What is expected:
Find each line below containing the word "shirt" and copy it.

..............................

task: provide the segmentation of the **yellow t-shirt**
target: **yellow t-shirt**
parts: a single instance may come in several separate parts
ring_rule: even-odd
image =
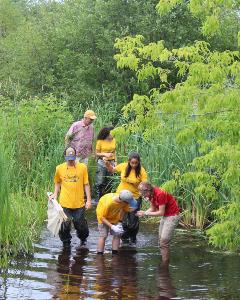
[[[84,185],[88,184],[88,172],[85,164],[77,162],[75,166],[63,163],[56,167],[54,183],[61,183],[59,203],[62,207],[81,208],[84,202]]]
[[[121,182],[117,188],[116,193],[120,193],[122,190],[129,190],[133,193],[135,199],[140,197],[138,192],[138,186],[142,181],[147,181],[147,173],[143,167],[141,167],[140,176],[136,177],[135,170],[131,170],[128,177],[125,177],[125,172],[128,163],[121,163],[116,166],[116,172],[121,173]]]
[[[130,211],[129,204],[125,202],[116,202],[113,197],[118,195],[117,193],[109,193],[102,196],[98,202],[96,209],[98,223],[102,224],[102,218],[108,220],[111,224],[119,222],[121,211]]]
[[[98,140],[96,144],[96,151],[103,153],[113,153],[111,157],[108,157],[107,160],[116,159],[115,151],[116,151],[116,140],[113,138],[111,141],[108,140]]]

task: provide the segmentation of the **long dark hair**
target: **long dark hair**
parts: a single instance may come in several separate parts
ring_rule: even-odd
[[[127,167],[126,167],[126,170],[125,170],[125,177],[128,177],[131,170],[132,170],[132,167],[130,166],[130,161],[135,158],[138,160],[138,165],[135,169],[135,175],[136,177],[139,177],[140,176],[140,173],[141,173],[141,159],[140,159],[140,155],[137,153],[137,152],[132,152],[130,153],[130,155],[128,156],[128,164],[127,164]]]
[[[105,140],[109,136],[110,131],[113,130],[113,128],[113,126],[103,127],[97,135],[97,140]]]

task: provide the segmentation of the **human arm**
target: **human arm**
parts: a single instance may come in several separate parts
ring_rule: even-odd
[[[164,213],[165,213],[165,206],[166,205],[160,205],[158,210],[156,210],[156,211],[146,210],[144,212],[144,215],[145,216],[150,216],[150,217],[163,216]]]
[[[157,216],[163,216],[165,213],[165,205],[160,205],[159,208],[157,209],[152,203],[149,209],[146,211],[144,210],[139,210],[137,212],[138,217],[144,217],[144,216],[151,216],[151,217],[157,217]]]
[[[108,227],[112,228],[112,225],[106,218],[102,217],[103,224],[106,224]]]
[[[74,124],[68,129],[68,132],[65,135],[65,146],[68,146],[74,136]]]
[[[108,158],[108,157],[112,157],[113,154],[112,154],[112,152],[99,152],[96,150],[96,156],[102,157],[102,158],[104,158],[104,157]]]
[[[55,171],[55,175],[54,175],[54,192],[50,193],[48,199],[49,200],[52,200],[52,199],[57,200],[60,189],[61,189],[61,176],[59,173],[59,168],[56,167],[56,171]]]
[[[116,173],[117,172],[116,167],[114,167],[113,165],[111,165],[111,163],[108,160],[105,160],[105,159],[103,159],[103,160],[105,162],[105,166],[106,166],[107,170],[110,173]]]
[[[57,197],[58,197],[58,194],[59,194],[59,191],[60,191],[60,188],[61,188],[61,183],[60,182],[56,182],[55,183],[55,186],[54,186],[54,192],[53,192],[53,194],[51,194],[50,196],[49,196],[49,200],[52,200],[52,199],[57,199]]]
[[[70,141],[71,141],[71,136],[66,134],[65,139],[64,139],[65,147],[67,147],[69,145]]]
[[[86,197],[87,197],[85,207],[86,207],[86,209],[89,209],[92,206],[90,185],[89,184],[84,184],[84,190],[85,190],[85,194],[86,194]]]
[[[121,235],[123,233],[123,228],[122,228],[122,224],[119,223],[117,225],[111,224],[107,219],[105,219],[104,217],[102,217],[102,222],[103,224],[106,224],[110,229],[113,230],[113,232],[115,232],[116,234]]]

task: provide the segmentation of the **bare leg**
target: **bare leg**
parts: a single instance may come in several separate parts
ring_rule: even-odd
[[[118,250],[119,245],[120,245],[120,236],[113,236],[112,250]]]
[[[97,247],[98,252],[103,252],[104,251],[105,241],[106,241],[106,237],[99,237],[98,247]]]

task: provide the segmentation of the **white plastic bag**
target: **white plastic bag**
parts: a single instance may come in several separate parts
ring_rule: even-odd
[[[48,196],[51,193],[47,193]],[[62,225],[62,222],[67,221],[67,216],[63,211],[61,205],[57,202],[56,199],[48,201],[48,224],[47,228],[52,232],[54,236],[57,236]]]

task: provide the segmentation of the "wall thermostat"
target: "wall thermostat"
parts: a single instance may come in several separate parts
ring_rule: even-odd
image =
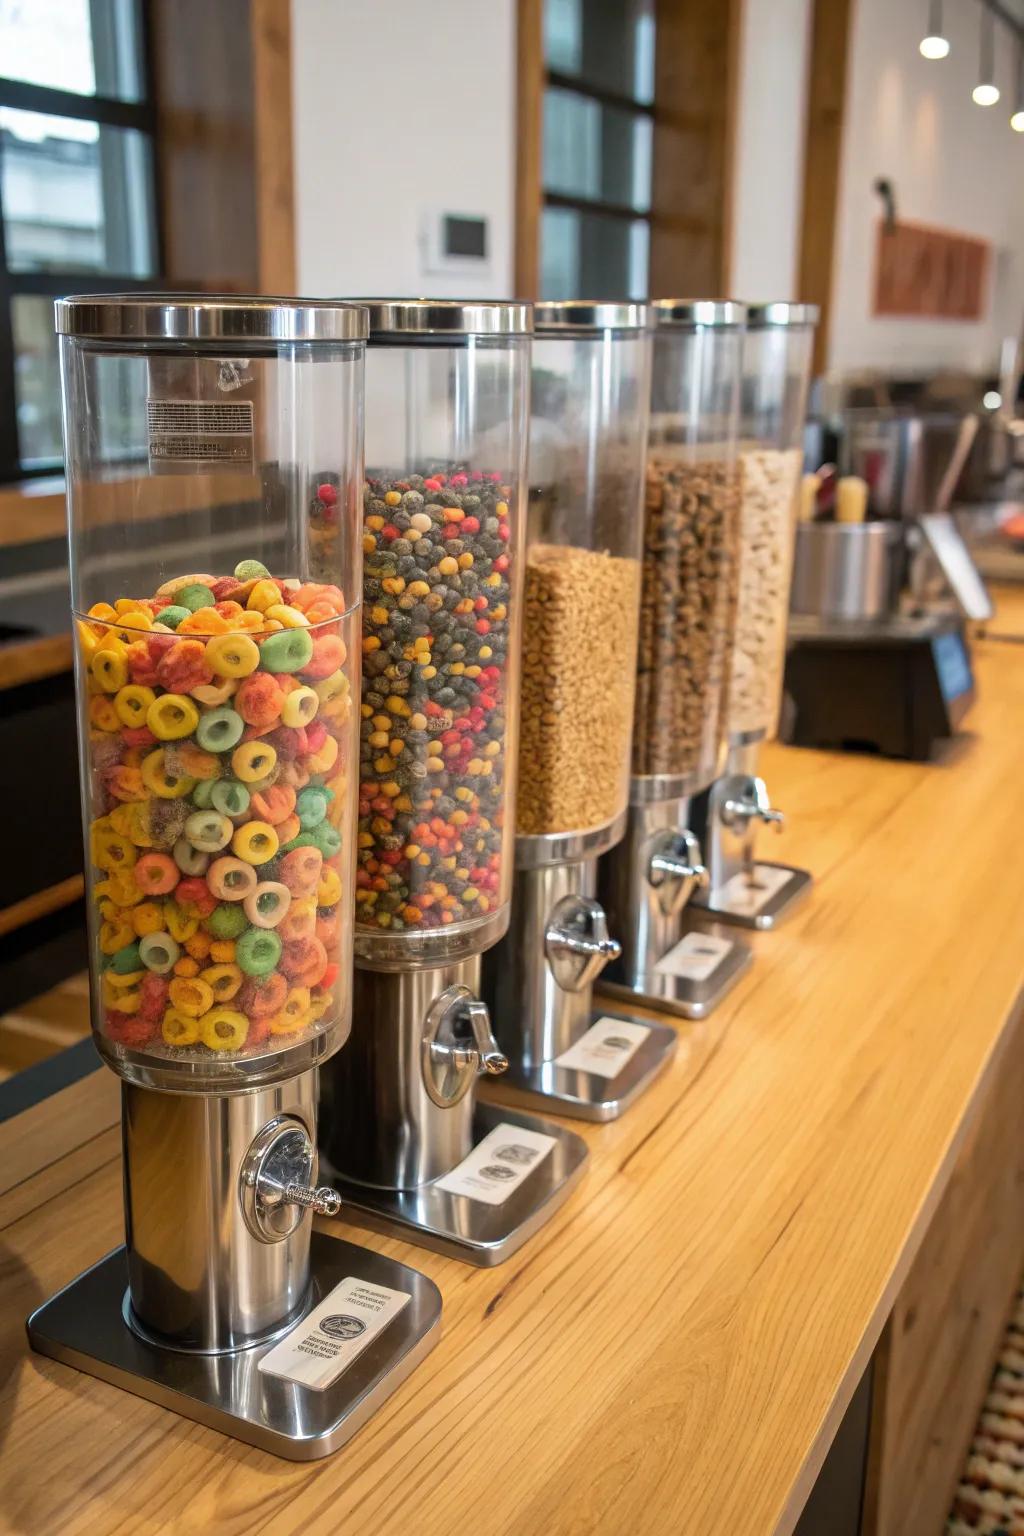
[[[420,225],[420,256],[424,272],[486,274],[491,265],[489,220],[482,213],[429,210]]]

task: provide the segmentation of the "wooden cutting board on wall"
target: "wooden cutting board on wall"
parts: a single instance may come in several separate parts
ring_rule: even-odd
[[[986,240],[925,224],[880,221],[873,313],[980,320],[990,264]]]

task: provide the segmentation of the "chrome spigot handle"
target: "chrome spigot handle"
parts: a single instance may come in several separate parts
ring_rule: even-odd
[[[658,893],[658,904],[666,917],[674,917],[694,891],[703,890],[710,876],[693,833],[671,828],[659,832],[651,848],[647,878]]]
[[[314,1216],[337,1216],[341,1210],[341,1196],[329,1184],[321,1184],[316,1189],[311,1189],[308,1184],[288,1184],[284,1199],[289,1205],[301,1205],[303,1210],[312,1211]]]
[[[468,1026],[468,1027],[467,1027]],[[423,1021],[423,1085],[442,1109],[457,1104],[479,1073],[508,1067],[491,1029],[487,1004],[458,983],[436,997]]]
[[[589,896],[563,896],[544,930],[544,954],[563,992],[582,992],[622,954],[608,933],[600,902]]]
[[[506,1072],[508,1057],[499,1049],[498,1042],[494,1038],[487,1004],[482,1003],[478,997],[471,997],[466,1001],[465,1013],[476,1048],[477,1071],[489,1073],[491,1076]]]
[[[341,1196],[316,1186],[316,1148],[301,1120],[279,1115],[254,1137],[242,1160],[239,1197],[245,1224],[264,1243],[280,1243],[306,1211],[337,1216]]]
[[[721,817],[729,831],[742,836],[751,822],[760,821],[781,832],[786,818],[773,809],[764,779],[739,778],[735,785],[734,792],[722,801]]]

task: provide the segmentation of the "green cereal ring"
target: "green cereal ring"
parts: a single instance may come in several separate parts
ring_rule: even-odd
[[[321,821],[312,832],[300,832],[290,843],[282,843],[280,853],[291,853],[293,848],[319,848],[325,859],[330,859],[341,847],[341,833],[329,821]]]
[[[206,927],[215,939],[237,939],[247,926],[242,908],[228,901],[214,907],[206,919]]]
[[[194,812],[185,823],[185,836],[193,848],[203,853],[219,853],[226,848],[234,830],[228,818],[212,807]]]
[[[234,575],[236,581],[261,581],[270,572],[262,560],[239,560]]]
[[[171,857],[183,875],[205,875],[210,855],[201,848],[194,848],[186,837],[179,837],[171,849]]]
[[[308,629],[279,629],[260,646],[260,666],[265,672],[298,672],[313,654]]]
[[[117,950],[111,956],[110,969],[116,971],[119,976],[130,976],[132,971],[137,971],[139,965],[139,946],[126,944],[124,949]]]
[[[206,590],[205,587],[203,590]],[[181,603],[168,603],[166,608],[160,609],[156,622],[166,624],[168,629],[177,629],[182,619],[187,619],[191,612],[191,608],[186,608]]]
[[[189,582],[187,587],[179,587],[174,594],[175,607],[187,608],[189,613],[195,613],[197,608],[212,608],[216,601],[209,587],[201,581]]]
[[[247,976],[269,976],[281,958],[281,940],[271,928],[247,928],[235,949],[235,964]]]
[[[317,827],[327,815],[327,805],[331,798],[329,789],[322,784],[313,785],[302,790],[295,802],[295,811],[299,818],[299,825],[304,832],[309,832]]]
[[[196,741],[204,752],[228,752],[241,741],[244,730],[245,721],[241,715],[224,704],[220,709],[208,709],[200,717]]]
[[[244,816],[249,809],[249,791],[237,779],[218,779],[213,786],[211,803],[225,816]]]
[[[173,971],[181,948],[169,933],[147,933],[139,940],[139,959],[149,971],[166,976]]]
[[[216,779],[197,779],[192,791],[192,804],[201,811],[208,811],[213,804],[213,786]]]

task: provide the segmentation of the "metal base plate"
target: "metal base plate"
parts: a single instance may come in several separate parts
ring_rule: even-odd
[[[321,1157],[320,1177],[341,1194],[345,1215],[373,1231],[407,1238],[435,1253],[467,1264],[502,1264],[532,1237],[565,1200],[583,1173],[587,1145],[573,1131],[496,1104],[477,1104],[473,1145],[499,1125],[518,1125],[554,1138],[554,1146],[501,1205],[487,1205],[468,1195],[451,1194],[437,1181],[417,1189],[376,1189],[329,1176]]]
[[[668,1065],[677,1036],[675,1030],[665,1024],[632,1018],[614,1009],[595,1008],[590,1022],[596,1024],[599,1019],[639,1024],[648,1031],[614,1077],[561,1067],[554,1061],[542,1062],[529,1071],[512,1062],[500,1077],[481,1083],[481,1092],[495,1104],[524,1104],[534,1109],[547,1109],[556,1115],[569,1115],[576,1120],[618,1119],[654,1081],[662,1067]]]
[[[681,1019],[707,1018],[750,966],[752,956],[745,944],[730,939],[728,945],[706,976],[677,976],[651,966],[635,986],[625,981],[606,980],[602,976],[597,990],[617,1002],[643,1003],[648,1008],[659,1008]]]
[[[323,1391],[258,1370],[275,1339],[222,1355],[144,1342],[125,1321],[128,1266],[123,1248],[115,1248],[33,1312],[29,1342],[41,1355],[209,1429],[289,1461],[315,1461],[351,1439],[430,1353],[441,1337],[441,1293],[408,1265],[321,1232],[313,1233],[310,1268],[306,1314],[349,1276],[410,1296]]]
[[[709,891],[698,905],[714,922],[732,923],[738,928],[777,928],[807,895],[812,879],[806,869],[794,869],[790,864],[757,863],[742,876],[733,876],[728,882],[732,890],[723,886]],[[737,894],[739,882],[744,888]]]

..............................

Solution to this problem:
task: provide the segmentation of the **yellow t-shirt**
target: **yellow t-shirt**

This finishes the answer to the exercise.